_Aim of the exercise_
Copy out the lines from the beginning of the records up to and including the line containing "rough mask: <svg", reproducing each one character for character.
↓
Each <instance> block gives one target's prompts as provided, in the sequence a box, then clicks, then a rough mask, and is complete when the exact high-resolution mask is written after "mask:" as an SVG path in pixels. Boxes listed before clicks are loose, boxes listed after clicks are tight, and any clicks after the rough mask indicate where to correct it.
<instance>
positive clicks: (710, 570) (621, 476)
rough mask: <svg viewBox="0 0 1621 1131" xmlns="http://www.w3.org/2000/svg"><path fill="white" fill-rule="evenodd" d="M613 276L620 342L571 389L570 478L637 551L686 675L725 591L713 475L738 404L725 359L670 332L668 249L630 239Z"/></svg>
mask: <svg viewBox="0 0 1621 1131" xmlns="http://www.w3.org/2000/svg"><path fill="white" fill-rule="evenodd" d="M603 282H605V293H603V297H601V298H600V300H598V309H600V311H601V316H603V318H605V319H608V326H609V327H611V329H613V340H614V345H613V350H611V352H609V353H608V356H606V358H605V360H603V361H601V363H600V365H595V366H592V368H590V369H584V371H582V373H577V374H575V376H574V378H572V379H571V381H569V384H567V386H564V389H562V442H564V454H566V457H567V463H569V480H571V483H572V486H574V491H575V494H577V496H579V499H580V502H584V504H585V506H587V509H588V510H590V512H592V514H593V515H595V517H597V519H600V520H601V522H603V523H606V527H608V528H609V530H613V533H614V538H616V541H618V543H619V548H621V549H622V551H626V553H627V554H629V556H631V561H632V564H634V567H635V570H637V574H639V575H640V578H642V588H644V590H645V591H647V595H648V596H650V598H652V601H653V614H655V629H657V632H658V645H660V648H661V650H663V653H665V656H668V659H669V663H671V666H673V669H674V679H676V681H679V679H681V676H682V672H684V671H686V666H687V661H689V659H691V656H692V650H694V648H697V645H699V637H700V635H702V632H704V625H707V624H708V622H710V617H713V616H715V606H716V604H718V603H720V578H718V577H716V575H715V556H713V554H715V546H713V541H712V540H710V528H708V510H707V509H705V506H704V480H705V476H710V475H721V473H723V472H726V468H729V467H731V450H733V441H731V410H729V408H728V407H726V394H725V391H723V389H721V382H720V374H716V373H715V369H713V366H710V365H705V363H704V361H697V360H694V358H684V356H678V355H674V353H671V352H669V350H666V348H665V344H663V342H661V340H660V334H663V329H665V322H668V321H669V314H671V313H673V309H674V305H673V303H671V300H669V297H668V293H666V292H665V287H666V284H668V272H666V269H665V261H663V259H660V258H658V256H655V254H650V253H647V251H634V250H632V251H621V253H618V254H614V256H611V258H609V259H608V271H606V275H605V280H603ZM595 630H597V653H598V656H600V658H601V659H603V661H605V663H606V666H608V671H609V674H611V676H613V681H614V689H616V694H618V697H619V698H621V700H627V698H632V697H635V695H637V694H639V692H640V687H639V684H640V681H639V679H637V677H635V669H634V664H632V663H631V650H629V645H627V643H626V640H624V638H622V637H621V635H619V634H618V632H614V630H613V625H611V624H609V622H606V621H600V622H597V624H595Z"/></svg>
↑
_Your solution_
Each <instance> block gives one target's prompts as provided, in the sequence a box, then clicks, then a rough mask, and is complete when the exact high-resolution mask is written after "mask:" as an SVG path in pixels. Boxes listed before clicks are loose, boxes listed after clicks are tight, and any clicks after the rough mask indicate where to correct it.
<instance>
positive clicks: (710, 570) (621, 476)
rough mask: <svg viewBox="0 0 1621 1131" xmlns="http://www.w3.org/2000/svg"><path fill="white" fill-rule="evenodd" d="M613 276L620 342L571 389L570 478L637 551L686 675L725 591L713 475L738 404L725 359L670 332L668 249L630 239Z"/></svg>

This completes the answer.